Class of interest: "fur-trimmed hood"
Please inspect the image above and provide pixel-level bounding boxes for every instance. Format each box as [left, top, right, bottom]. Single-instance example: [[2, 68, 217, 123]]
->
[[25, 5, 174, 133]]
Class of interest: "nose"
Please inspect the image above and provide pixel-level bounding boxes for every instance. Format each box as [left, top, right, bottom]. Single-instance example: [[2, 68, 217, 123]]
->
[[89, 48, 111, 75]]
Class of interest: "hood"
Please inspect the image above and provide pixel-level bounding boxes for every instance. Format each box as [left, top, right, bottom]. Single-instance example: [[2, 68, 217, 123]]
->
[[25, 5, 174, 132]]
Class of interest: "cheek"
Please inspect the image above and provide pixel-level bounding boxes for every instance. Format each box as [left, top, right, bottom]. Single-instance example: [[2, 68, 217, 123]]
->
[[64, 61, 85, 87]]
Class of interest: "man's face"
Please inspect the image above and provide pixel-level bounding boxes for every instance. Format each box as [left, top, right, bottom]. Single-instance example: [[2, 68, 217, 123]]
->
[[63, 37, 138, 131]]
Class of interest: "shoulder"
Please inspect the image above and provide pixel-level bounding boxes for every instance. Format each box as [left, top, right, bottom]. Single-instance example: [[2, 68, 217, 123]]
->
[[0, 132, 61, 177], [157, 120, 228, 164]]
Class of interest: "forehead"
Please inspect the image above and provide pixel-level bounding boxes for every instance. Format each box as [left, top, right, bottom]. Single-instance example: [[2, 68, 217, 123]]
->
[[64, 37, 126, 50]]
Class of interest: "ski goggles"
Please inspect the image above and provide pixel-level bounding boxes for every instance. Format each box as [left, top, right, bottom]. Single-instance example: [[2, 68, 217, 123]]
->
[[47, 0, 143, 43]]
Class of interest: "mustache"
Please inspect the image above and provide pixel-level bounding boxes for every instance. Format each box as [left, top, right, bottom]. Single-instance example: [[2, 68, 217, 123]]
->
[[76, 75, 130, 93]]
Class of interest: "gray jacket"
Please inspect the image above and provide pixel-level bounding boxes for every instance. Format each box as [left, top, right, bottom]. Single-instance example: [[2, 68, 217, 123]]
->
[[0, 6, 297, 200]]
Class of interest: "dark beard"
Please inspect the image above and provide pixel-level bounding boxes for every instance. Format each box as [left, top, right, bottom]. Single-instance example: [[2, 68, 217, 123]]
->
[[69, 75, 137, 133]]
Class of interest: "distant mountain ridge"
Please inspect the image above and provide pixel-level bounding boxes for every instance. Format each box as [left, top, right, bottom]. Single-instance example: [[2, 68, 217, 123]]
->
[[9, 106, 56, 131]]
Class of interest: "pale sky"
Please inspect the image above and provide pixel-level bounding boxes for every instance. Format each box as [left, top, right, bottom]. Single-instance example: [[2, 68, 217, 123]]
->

What is required =
Please shift every bounding-box coordinate in the answers up by 70 and write out all the lines again, requests included, starting with the first line of the records above and going on through the line with "[[63, 37, 138, 131]]". Leave the sample box inside each request unchanged.

Complete output =
Class of interest: "fur-trimmed hood"
Please inspect the image above and provide pixel-level bounding boxes for every instance. Format each box as [left, top, right, bottom]. Single-instance example: [[2, 68, 217, 123]]
->
[[95, 75, 244, 203]]
Class of interest: "nose"
Please inspect the image above and provide pixel-level bounding boxes for every instance. Format each box as [left, top, right, bottom]. Single-instance example: [[2, 68, 217, 123]]
->
[[159, 118, 181, 145]]
Class of interest: "hood"
Please inspect the image above and provide pixel-level bounding boxes for every instance. Format each box as [left, top, right, bottom]. Single-instance example: [[2, 68, 217, 123]]
->
[[95, 75, 244, 202]]
Class of interest: "cheek"
Please inspect the image above and provide pixel-level bounding boxes for every instance. Format each box as [left, top, right, bottom]. Single-instance example: [[2, 68, 217, 123]]
->
[[134, 131, 155, 157]]
Class of interest: "man's face"
Please inspect the image above and provide pixel-level bounding boxes for every instance. Format each box as [left, top, right, bottom]. Single-instance example: [[2, 68, 217, 123]]
->
[[133, 107, 208, 201]]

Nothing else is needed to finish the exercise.